(Records from a collection)
_ _ _ _ _

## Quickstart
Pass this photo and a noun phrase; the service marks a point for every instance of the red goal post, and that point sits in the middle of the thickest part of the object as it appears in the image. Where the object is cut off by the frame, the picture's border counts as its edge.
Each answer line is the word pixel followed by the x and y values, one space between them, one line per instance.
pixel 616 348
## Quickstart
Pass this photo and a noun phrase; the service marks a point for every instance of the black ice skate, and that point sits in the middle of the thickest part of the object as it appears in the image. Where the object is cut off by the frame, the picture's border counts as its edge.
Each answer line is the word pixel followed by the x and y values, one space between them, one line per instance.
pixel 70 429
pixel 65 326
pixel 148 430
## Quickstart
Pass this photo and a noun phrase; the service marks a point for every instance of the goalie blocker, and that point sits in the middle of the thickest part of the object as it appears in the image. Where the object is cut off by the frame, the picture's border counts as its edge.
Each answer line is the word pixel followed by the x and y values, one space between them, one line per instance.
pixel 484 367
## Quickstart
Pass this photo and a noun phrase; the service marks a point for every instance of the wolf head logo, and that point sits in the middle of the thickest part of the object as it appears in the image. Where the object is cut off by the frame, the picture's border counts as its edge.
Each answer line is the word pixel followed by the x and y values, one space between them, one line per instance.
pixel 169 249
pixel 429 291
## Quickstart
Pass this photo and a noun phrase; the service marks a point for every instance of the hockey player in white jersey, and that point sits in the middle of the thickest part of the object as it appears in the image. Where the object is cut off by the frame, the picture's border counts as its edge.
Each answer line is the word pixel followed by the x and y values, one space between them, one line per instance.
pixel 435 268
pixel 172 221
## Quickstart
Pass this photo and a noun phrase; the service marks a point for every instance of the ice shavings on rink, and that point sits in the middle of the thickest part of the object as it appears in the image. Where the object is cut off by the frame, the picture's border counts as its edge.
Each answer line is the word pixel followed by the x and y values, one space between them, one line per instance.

_ _ _ _ _

**Task to complete:** When the entries above are retyped, each line must stay exactly as it is.

**Answer to the problem:**
## Quickstart
Pass this photo and a noun phrase; the service marks a point for every instance of the red goal post, and that point sits in the middle of the thickest part of the object as it appears in the image. Where the object is cut off by the frame, the picture's border counts as its edge.
Each answer line is the word pixel followed by the x and y values, one space between them, one line per instance.
pixel 616 348
## Quickstart
Pass this photo and a noun phrase; the service marks a point for every instance of the black ice skate, and that point sits in the middle of the thickest part of the object as it appears in the image. Where the object is cut off by the frame, the picture's border counts as its edge.
Each answer line is the word pixel followed by the x and y values, one space between them, one line per instance.
pixel 70 429
pixel 65 326
pixel 148 430
## Quickstart
Pass this photo and a noun phrase; the service marks a point for every instance of the goalie blocker, and that point sits in the middle of the thickest part of the object as it appears in the image. Where the object is cut off by the frame, the picture's border counts as its edge.
Each answer line is the word pixel followed by the x and y values, one space between them, one line per instance.
pixel 484 367
## Quickstart
Pass this photo and a noun phrase; the service marks a point for every instance of the wolf head logo, and that point sits in the middle of the thickest part of the object as it appears in the image. Where the object is cut off by the frame, the picture's border counts as its edge.
Each answer line is the word pixel followed by the x and y values, one space between them, one line per instance.
pixel 169 249
pixel 429 291
## Quickstart
Pass this photo and a noun phrase; the service marks a point for every instance of the hockey player in white jersey, and that point sits in the middle of the thickest part of the object as it appears in the image. Where the object is cut off by the frame, the picture's border counts as its edge.
Each answer line is the word pixel followed by the x and y values, one space between them, one line per instance.
pixel 435 268
pixel 172 221
## Quickstart
Pass this photo and a noun phrase; the service marks a point for every instance of the ice shavings on rink, and that point sits in the middle of the thickest part of the object as it appears in the image. Where the object is cut off by the frame, the picture's border counts as its edge.
Each answer line is the word pixel followed by the x and y values, one space between them, one line per instance.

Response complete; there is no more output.